>>
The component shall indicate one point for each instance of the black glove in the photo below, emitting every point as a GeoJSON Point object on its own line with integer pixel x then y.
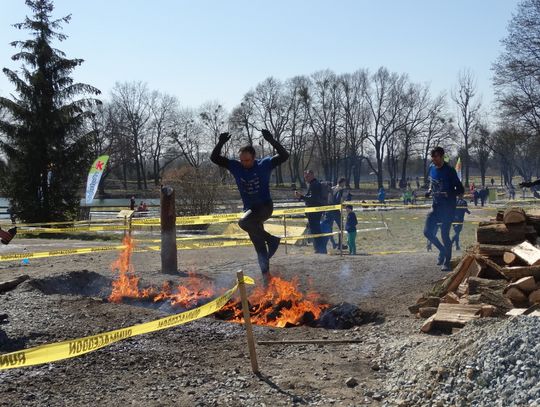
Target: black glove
{"type": "Point", "coordinates": [224, 137]}
{"type": "Point", "coordinates": [267, 135]}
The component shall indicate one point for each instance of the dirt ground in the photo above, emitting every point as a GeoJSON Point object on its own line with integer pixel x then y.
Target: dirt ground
{"type": "Point", "coordinates": [206, 363]}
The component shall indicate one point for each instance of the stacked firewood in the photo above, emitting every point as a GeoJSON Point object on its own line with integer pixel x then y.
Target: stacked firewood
{"type": "Point", "coordinates": [498, 276]}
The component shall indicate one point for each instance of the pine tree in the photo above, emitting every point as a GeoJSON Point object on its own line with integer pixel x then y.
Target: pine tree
{"type": "Point", "coordinates": [45, 148]}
<<
WHAT YOU HAVE TO DO →
Give again, exactly and with nothing added, the lines running from the one that contains "of the stacked" to the last line of the material.

SOLUTION FOR THIS EXERCISE →
The component shall indicate one point for each instance of the stacked firewood in the photo above, emitting every point as a GeoJSON Point object on its own line with integer pixel x then y.
Target: stacked firewood
{"type": "Point", "coordinates": [498, 276]}
The component shall indicate one point for each instance of the pine tree in the photo above, emitting every point as a GeoJSON Point object on its own line with integer pixel x then y.
Target: pine tree
{"type": "Point", "coordinates": [45, 148]}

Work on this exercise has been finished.